Supplied entries -
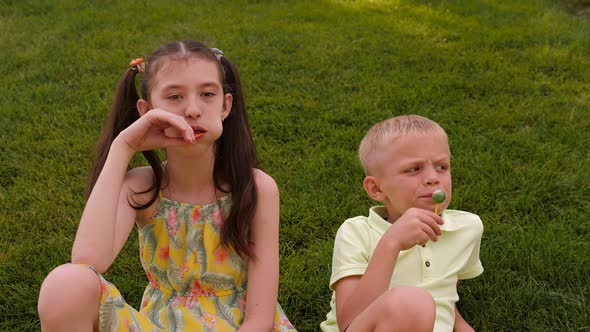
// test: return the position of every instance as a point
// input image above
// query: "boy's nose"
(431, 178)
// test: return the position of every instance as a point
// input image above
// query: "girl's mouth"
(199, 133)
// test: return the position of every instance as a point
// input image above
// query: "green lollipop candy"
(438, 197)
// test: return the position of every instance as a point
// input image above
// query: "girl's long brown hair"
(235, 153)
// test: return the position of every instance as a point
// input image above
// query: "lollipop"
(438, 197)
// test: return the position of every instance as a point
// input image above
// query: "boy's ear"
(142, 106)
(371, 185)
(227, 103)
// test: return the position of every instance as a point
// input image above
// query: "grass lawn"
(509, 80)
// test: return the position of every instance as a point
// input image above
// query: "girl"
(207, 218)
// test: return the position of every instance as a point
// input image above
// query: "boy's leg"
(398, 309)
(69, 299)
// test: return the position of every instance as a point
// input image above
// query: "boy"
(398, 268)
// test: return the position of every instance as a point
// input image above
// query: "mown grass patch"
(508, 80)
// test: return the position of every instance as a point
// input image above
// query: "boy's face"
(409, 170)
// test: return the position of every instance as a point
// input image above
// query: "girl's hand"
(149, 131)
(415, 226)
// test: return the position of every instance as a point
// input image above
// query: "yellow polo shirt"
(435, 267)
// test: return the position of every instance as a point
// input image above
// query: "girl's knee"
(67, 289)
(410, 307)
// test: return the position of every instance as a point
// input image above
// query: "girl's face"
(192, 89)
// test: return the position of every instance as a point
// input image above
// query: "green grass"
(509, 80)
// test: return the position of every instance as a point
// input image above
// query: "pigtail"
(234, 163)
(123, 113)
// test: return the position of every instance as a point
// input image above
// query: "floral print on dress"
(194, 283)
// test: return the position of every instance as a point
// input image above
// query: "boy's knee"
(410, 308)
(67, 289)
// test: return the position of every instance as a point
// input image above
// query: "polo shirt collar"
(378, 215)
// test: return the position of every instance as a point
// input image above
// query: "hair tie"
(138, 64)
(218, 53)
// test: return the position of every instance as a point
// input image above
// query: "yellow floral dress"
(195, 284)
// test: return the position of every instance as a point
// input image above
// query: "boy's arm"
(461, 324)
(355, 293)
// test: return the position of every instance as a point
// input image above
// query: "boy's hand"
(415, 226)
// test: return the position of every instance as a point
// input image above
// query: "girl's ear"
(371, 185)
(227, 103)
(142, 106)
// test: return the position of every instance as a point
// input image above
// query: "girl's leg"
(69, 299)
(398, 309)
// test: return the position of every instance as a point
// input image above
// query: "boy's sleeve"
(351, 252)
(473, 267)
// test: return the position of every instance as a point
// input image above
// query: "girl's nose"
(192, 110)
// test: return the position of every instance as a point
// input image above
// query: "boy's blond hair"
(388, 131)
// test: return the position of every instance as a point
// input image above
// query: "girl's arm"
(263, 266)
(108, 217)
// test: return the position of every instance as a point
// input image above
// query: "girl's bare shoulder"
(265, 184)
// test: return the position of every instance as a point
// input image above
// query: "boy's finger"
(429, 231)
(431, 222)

Assigned task - Since the pictures are not wanted, set down only the rest of each record, exactly as above.

Task answer -
// test: return the position of every instance as a point
// input image above
// query: "boy's nose"
(431, 178)
// test: return the position of every instance as a point
// input image above
// query: "girl's mouth"
(199, 133)
// test: return the position of every instance as a point
// input image above
// query: "green lollipop candy"
(438, 197)
// test: return the position of every instance as a point
// input image above
// query: "girl's long brown hair"
(235, 153)
// test: return the position of every instance as a point
// input image above
// query: "lollipop"
(438, 197)
// test: return the position of every instance as a point
// input image above
// query: "boy's ear"
(142, 106)
(371, 185)
(227, 103)
// test: return the position of every instance as a point
// input image above
// query: "grass lawn"
(509, 80)
// test: return the position of every instance as a point
// input image above
// query: "girl"
(207, 218)
// test: return the position of every instance as a point
// input image above
// query: "boy's leg"
(398, 309)
(69, 299)
// test: return the position of every instance as a point
// input image above
// query: "boy"
(398, 268)
// test: return the position of every instance as a point
// input image above
// query: "mown grass patch"
(508, 80)
// test: return the position of every instance as a point
// input image above
// query: "boy's face"
(409, 170)
// test: return the position of every instance as a point
// input image above
// query: "girl's hand"
(149, 131)
(415, 226)
// test: return the position of every instance as a point
// input image above
// query: "yellow polo shirt"
(435, 267)
// test: return the position of every instance as a point
// input image above
// query: "girl's knee"
(67, 289)
(410, 307)
// test: return the position of every instance as a point
// input image above
// query: "girl's face"
(192, 89)
// test: return the position of every instance as a point
// input image above
// query: "green grass"
(509, 80)
// test: return the position of every instance as a point
// input image above
// query: "pigtail"
(234, 163)
(123, 113)
// test: return the position of every instance as a point
// input image above
// query: "floral print on dress"
(194, 283)
// test: return the position of every instance as a point
// input image above
// query: "boy's knee"
(410, 308)
(67, 289)
// test: return the position of every instance as a point
// input image above
// query: "polo shirt collar"
(378, 215)
// test: return the position of every instance as a point
// input image above
// query: "hair tie"
(138, 64)
(218, 53)
// test: return the position of every instance as a point
// input image above
// query: "yellow floral dress"
(195, 284)
// test: return the position of every instance as a point
// input image above
// query: "boy's arm"
(461, 324)
(355, 293)
// test: return the position of every instance as a point
// input image above
// query: "boy's hand"
(415, 226)
// test: return the position of every instance as a point
// input image above
// query: "girl's ear"
(371, 185)
(227, 103)
(142, 106)
// test: return the position of every instance as a point
// input image above
// query: "girl's leg"
(69, 299)
(398, 309)
// test: return the position of every instance as a point
// input image above
// query: "boy's sleeve"
(351, 252)
(473, 267)
// test: return the position of every instance as a point
// input image above
// query: "girl's nose"
(192, 110)
// test: return the position of every instance as a point
// input image above
// query: "boy's blond hair"
(388, 131)
// test: return the position of every instance as a point
// input image above
// query: "girl's arm"
(263, 266)
(108, 217)
// test: return the position of every instance as a point
// input image above
// query: "girl's bare shoulder"
(265, 184)
// test: return the position of every instance as a point
// input image above
// query: "boy's finger"
(429, 231)
(431, 222)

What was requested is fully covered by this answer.